**LISTED RECORDS:**
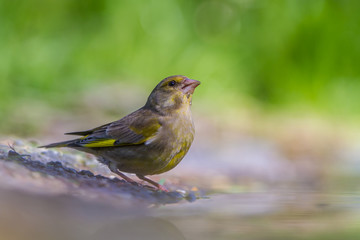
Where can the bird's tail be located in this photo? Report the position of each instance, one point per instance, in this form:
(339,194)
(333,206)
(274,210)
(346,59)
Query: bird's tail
(60,144)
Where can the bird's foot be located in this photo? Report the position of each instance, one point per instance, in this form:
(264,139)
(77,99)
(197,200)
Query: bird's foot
(158,185)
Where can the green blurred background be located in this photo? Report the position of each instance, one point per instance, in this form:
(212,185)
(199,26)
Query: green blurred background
(280,56)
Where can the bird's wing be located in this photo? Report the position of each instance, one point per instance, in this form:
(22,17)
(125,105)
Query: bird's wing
(136,128)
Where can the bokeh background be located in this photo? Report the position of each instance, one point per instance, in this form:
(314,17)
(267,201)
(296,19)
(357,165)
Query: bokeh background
(288,57)
(280,79)
(278,107)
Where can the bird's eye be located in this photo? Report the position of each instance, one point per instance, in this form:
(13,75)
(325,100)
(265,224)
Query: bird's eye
(172,83)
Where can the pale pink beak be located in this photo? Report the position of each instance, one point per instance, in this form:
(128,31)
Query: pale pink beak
(189,85)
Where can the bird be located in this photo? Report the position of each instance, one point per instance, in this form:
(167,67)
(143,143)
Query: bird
(149,141)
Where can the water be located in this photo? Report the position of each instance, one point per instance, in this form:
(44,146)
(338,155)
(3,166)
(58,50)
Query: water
(268,215)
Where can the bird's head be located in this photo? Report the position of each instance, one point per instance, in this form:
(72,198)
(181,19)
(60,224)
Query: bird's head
(172,93)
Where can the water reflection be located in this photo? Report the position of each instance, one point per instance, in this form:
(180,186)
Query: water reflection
(149,228)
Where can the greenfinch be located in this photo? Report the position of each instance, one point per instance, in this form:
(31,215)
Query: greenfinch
(151,140)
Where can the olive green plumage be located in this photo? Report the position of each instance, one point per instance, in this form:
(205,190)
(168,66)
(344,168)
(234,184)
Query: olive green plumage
(151,140)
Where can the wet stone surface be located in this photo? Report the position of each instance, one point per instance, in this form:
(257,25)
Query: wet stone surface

**GIVEN INSTRUCTION:**
Please write out the records again word for word, from the line with "Where can the bird be" through the last line of the records.

**RESPONSE:**
Where can the bird be located in this photo? Report the position of each instance, one point per instance, in this form:
(167,67)
(143,143)
Query: bird
(149,141)
Where can the water be located in this photo? Report the position of each instance, one point per instance, in this form:
(44,146)
(338,155)
(3,166)
(58,50)
Query: water
(268,215)
Where can the bird's head be located in this photo? Report the position of each instance, one point per instance, in this form:
(72,198)
(181,19)
(60,224)
Query: bird's head
(172,93)
Where can the water reflection be located in this photo? Report the position of each instance, one point per instance, in this form:
(180,186)
Query: water reflection
(149,228)
Where can the greenfinch be located in this photo? Report the position of each instance, one point per instance, in this form:
(31,215)
Query: greenfinch
(151,140)
Where can the olive green plumage be located in this photo? Report the position of each instance, one point per instance, in this form:
(205,190)
(168,66)
(344,168)
(234,184)
Query: olive green plumage
(151,140)
Where can the wet stone surface be located in this photo? Report the position of each instance, one point per instance, in this form:
(257,25)
Query: wet stone surface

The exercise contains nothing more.